Text:
The minister wore a zebraskin cone bra, a cape, a semi-see-through nun’s habit, and a one-piece bodysuit with actual headlights. She lit a piano on fire, fought a dragon and slithered across the floor like a stripper with vertigo.
The house of worship was an 18,000 seat arena. The sermon was all about love, acceptance, treating everyone with respect and kindness, and personal empowerment. There was more pageantry than a Catholic mass and almost as much drinking. It was, in essence, Church With Swear Words.
The leader of this faith was Lady Gaga, who apparently believes that connection to the divine involves showmanship on a level not seen since Cirque du Soleil teamed with Cher.
And really, is that such a bad thing? I grew up on many of the same Christian values – love one another, do unto others as you would have them do unto you – as the ones Lady Gaga espouses, but they were presented in a package that included hymns sung like funeral dirges, Biblical readings that required a CIA code-cracker, and a level of mind-numbing cheerlessness that implied God would smite you for breathing too loudly.

Data lines:
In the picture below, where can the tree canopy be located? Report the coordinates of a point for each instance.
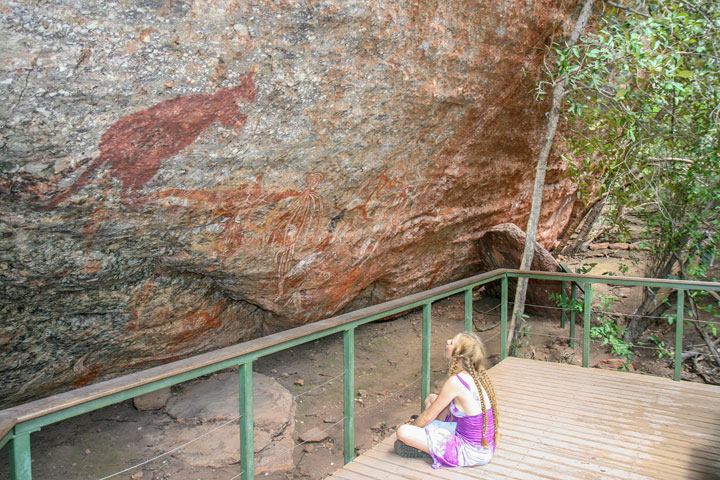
(642, 114)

Problem statement:
In the text about the Lady Gaga show, how many seats did the arena have?

Output for this task:
18,000 seats.